■ **RESUMO DA TAREFA**
Devolva todas as linhas abaixo sem mudar nada.

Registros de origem
════════
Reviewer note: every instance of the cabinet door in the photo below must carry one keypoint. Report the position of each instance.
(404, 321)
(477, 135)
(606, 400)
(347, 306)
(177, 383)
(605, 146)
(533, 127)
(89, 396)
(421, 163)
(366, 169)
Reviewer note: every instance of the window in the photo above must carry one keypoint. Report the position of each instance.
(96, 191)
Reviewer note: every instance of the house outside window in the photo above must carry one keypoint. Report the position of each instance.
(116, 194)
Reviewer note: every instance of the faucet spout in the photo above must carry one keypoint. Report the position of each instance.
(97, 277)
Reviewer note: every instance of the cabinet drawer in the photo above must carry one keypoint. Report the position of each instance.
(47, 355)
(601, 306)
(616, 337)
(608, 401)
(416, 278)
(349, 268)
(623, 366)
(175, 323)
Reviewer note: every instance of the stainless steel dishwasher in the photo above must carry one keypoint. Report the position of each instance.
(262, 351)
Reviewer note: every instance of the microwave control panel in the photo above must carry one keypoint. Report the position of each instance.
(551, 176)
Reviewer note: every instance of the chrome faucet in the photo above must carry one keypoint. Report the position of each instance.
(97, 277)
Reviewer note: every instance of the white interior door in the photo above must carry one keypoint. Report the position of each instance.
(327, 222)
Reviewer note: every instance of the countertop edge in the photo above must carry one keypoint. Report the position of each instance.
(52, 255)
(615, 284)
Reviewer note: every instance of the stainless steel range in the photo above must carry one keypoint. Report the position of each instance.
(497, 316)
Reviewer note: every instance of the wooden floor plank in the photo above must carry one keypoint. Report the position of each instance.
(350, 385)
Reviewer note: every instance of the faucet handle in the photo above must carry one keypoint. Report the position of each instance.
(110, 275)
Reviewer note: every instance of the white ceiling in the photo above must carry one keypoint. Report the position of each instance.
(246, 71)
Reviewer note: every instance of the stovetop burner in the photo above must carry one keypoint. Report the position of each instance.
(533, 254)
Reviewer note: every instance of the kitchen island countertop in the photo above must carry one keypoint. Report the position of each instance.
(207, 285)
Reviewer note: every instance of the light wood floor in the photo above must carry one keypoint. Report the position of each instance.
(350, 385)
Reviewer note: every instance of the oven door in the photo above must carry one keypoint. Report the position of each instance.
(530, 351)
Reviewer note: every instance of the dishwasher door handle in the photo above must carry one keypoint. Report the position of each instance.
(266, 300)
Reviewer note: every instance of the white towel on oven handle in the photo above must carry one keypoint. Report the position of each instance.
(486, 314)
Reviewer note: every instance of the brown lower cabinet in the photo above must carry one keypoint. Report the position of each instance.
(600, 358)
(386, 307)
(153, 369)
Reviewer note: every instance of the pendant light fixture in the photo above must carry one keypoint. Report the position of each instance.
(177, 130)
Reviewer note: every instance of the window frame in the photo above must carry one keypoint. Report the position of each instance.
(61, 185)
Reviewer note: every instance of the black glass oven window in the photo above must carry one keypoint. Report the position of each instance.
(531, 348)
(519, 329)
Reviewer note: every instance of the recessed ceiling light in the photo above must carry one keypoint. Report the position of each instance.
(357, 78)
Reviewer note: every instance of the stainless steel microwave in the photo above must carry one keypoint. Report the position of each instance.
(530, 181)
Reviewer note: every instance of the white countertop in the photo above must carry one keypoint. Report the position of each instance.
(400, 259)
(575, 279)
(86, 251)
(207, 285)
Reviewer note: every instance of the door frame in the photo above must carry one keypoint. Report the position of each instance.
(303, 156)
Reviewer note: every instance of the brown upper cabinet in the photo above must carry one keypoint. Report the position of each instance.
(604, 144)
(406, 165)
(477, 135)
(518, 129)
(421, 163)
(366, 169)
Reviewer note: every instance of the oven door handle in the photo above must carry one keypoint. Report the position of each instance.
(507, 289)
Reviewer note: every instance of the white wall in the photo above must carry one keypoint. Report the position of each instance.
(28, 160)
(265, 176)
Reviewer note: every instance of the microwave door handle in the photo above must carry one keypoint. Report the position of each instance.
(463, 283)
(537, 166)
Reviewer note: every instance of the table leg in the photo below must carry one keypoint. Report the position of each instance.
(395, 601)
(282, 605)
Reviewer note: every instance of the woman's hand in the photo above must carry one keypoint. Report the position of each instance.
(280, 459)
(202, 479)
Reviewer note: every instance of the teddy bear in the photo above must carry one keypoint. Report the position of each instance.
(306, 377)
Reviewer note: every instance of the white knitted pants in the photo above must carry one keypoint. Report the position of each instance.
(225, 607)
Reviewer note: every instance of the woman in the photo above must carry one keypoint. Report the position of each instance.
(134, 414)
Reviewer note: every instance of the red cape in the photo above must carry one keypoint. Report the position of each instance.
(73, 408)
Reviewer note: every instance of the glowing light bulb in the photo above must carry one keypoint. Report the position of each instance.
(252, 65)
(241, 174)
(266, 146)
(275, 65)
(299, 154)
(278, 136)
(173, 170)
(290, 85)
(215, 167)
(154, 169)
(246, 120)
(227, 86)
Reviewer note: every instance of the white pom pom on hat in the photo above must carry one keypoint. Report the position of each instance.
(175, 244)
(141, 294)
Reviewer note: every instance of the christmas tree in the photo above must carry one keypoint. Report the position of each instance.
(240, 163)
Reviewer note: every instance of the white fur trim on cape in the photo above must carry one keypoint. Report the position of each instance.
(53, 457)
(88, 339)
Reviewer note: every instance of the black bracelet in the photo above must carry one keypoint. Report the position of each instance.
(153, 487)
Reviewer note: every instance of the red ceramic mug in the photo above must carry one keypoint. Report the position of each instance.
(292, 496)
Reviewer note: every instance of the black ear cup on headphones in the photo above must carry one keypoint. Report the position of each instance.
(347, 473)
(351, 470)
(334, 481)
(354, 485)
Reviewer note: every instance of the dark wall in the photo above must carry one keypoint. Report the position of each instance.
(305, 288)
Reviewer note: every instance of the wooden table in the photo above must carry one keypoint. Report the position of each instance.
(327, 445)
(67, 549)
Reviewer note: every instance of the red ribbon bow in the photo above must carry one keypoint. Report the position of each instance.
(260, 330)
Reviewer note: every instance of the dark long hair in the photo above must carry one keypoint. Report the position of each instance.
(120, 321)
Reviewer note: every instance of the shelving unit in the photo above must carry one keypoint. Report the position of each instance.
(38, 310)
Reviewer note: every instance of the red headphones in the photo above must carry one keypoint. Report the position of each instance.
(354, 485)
════════
■ **RESPOSTA FINAL**
Reviewer note: every instance of the cabinet door in the photo below must carry one keypoint. Report the position of each instance.
(404, 321)
(477, 135)
(606, 400)
(347, 306)
(177, 383)
(605, 146)
(533, 127)
(89, 396)
(421, 163)
(366, 169)
Reviewer note: every instance of the window in the photo above must carry one keypoint. Report the position of each instance.
(96, 191)
Reviewer note: every instance of the house outside window in the photo above must carry one keypoint. Report the position of each instance.
(116, 194)
Reviewer note: every instance of the faucet spout in the photo above must carry one keypoint. Report the position of each instance.
(97, 277)
Reviewer note: every instance of the cabinet drawer in the photo above must carry one keypoint. Report the position of each instance.
(47, 355)
(601, 306)
(616, 337)
(608, 401)
(416, 278)
(349, 268)
(623, 366)
(175, 323)
Reviewer note: every instance of the stainless steel dishwasher in the photo above must carry one keypoint. Report the position of each instance.
(262, 351)
Reviewer note: every instance of the microwave control panel in the photo above must carry one keypoint. Report the position of each instance.
(551, 176)
Reviewer note: every instance of the chrome faucet in the photo above must carry one keypoint. Report the position of each instance.
(97, 277)
Reviewer note: every instance of the white interior door in the photo above must carry one keypoint. Report the position of each instance.
(327, 222)
Reviewer note: every instance of the countertop edge in the photo above must carry one keypoint. Report the position of each instance.
(52, 255)
(615, 284)
Reviewer note: every instance of the stainless steel range in the photo above must carry one keypoint. Report the position of each instance.
(497, 316)
Reviewer note: every instance of the wooden floor plank in the photo above must carry one keypoint. Report the position of each instance.
(350, 385)
Reviewer note: every instance of the faucet handle in the photo above must carry one keypoint. Report the position of each instance.
(110, 275)
Reviewer note: every instance of the white ceiling in the photo above must carry one keypoint. Report the position of each instance.
(246, 71)
Reviewer note: every instance of the stovetop burner in the photo above must carry one keypoint. Report the position of each instance.
(533, 254)
Reviewer note: every instance of the kitchen island countertop in the photo above must carry one keypoint. Report the position of each instance.
(207, 285)
Reviewer note: every instance of the light wood floor in the photo above must carry one keypoint. Report the position of each instance.
(350, 385)
Reviewer note: every instance of the oven door in the photo above must carry one keypoint. Report the position of each instance.
(530, 351)
Reviewer note: every instance of the dishwasher door handle in the photo above must carry one keypoint. Report the position of each instance.
(266, 300)
Reviewer note: every instance of the white towel on oven handle in the photo above must carry one keypoint. Report the position of each instance.
(486, 314)
Reviewer note: every instance of the brown lower cabinet in the photo above must carry one keypoint. Report the position of each instance.
(600, 358)
(386, 307)
(153, 369)
Reviewer note: every instance of the pendant light fixture in the photo above must carry one keypoint. Report the position of each instance.
(177, 130)
Reviewer note: every instance of the window frame in the photo above must carry one keypoint. Report the position of each instance.
(61, 185)
Reviewer note: every instance of the black glass oven window in the photo above must carry one keypoint. Report the position of each instance.
(531, 348)
(519, 329)
Reviewer note: every instance of the recessed ceiling light in the photo above must carry one keypoint. Report the position of each instance.
(357, 78)
Reviewer note: every instance of the stainless steel microwave in the photo above must carry one keypoint. Report the position of each instance.
(530, 181)
Reviewer note: every instance of the white countertop in the photo above must carry one keypoint. Report the position of each instance.
(400, 259)
(575, 279)
(86, 251)
(207, 285)
Reviewer note: every instance of the door frame in the photo above must carry one keypoint. Report the position of each instance.
(303, 156)
Reviewer note: every instance of the brown upper cabinet in the photo above must carry one keypoint. Report the position of each instance.
(604, 144)
(406, 165)
(477, 135)
(518, 129)
(421, 163)
(366, 169)
Reviewer note: every instance of the oven door handle in the photo above must carry one keypoint. Report the position of each instance.
(507, 289)
Reviewer note: every instance of the white wall in the photo above must carry one keypoint. Report the position of each instance.
(28, 160)
(265, 176)
Reviewer note: every instance of the microwave door handle in the photo above must carry one keypoint. Report the position of each instance.
(463, 283)
(537, 166)
Reviewer note: every instance of the table leg in the photo below must carry one keypoint. Report the position of each instance.
(395, 601)
(282, 605)
Reviewer note: every instance of the woman's hand in the photo above must carry one keypoint. Report the position of each instance.
(280, 459)
(202, 479)
Reviewer note: every instance of the teddy bear in the photo above must carry one keypoint. Report the position of each instance.
(306, 377)
Reviewer note: every instance of the white knitted pants in the photo above must carry one keypoint. Report the position of each instance.
(225, 607)
Reviewer note: every instance of the woman in the photo above must carry one keypoint. Report the position of each instance.
(134, 414)
Reviewer note: every instance of the red cape in the photo above must carry one keypoint. Report the position of each instance.
(73, 408)
Reviewer note: every instance of the glowing light bulb in the photo above must carry one keypoint. Report the position of each instance.
(252, 65)
(241, 174)
(266, 146)
(275, 65)
(299, 154)
(278, 136)
(173, 170)
(290, 85)
(215, 167)
(154, 169)
(246, 120)
(227, 86)
Reviewer note: every instance of the white pom pom on hat in the photo above must carry one keypoint. Report the position of each instance.
(175, 244)
(141, 294)
Reviewer note: every instance of the christmas tree in the photo above must carry one keypoint. Report the position of each instance.
(240, 163)
Reviewer note: every instance of the white fur trim on cape in the photo above must carry one keypoint. Report the position of each instance.
(53, 457)
(88, 339)
Reviewer note: every instance of the black bracelet in the photo above must carry one keypoint. Report the position of each instance.
(153, 487)
Reviewer note: every instance of the red ceramic mug in the photo above must carry one keypoint. Report the position of each instance.
(292, 496)
Reviewer note: every instance of the black ear cup on headphones in the photo above must carry one keypoint. Report the position of each instance.
(347, 473)
(351, 470)
(334, 481)
(354, 485)
Reviewer note: every instance of the dark wall in the photo above must carry one keypoint. Report the position of each instance.
(305, 288)
Reviewer note: every instance of the wooden table in the photo above must carry one keypoint. Report the position of each instance.
(327, 445)
(67, 549)
Reviewer note: every instance of the red ribbon bow in the photo above must carry one keypoint. Report the position of each instance.
(260, 330)
Reviewer note: every instance of the dark long hair in the photo above must carry one keypoint. Report the position of each instance.
(120, 321)
Reviewer note: every instance of the shelving unit in the photo above must carry one keypoint. Report the position of each instance.
(38, 310)
Reviewer note: every instance of the red headphones in the photo above must carry one keypoint. Report the position of each instance.
(354, 485)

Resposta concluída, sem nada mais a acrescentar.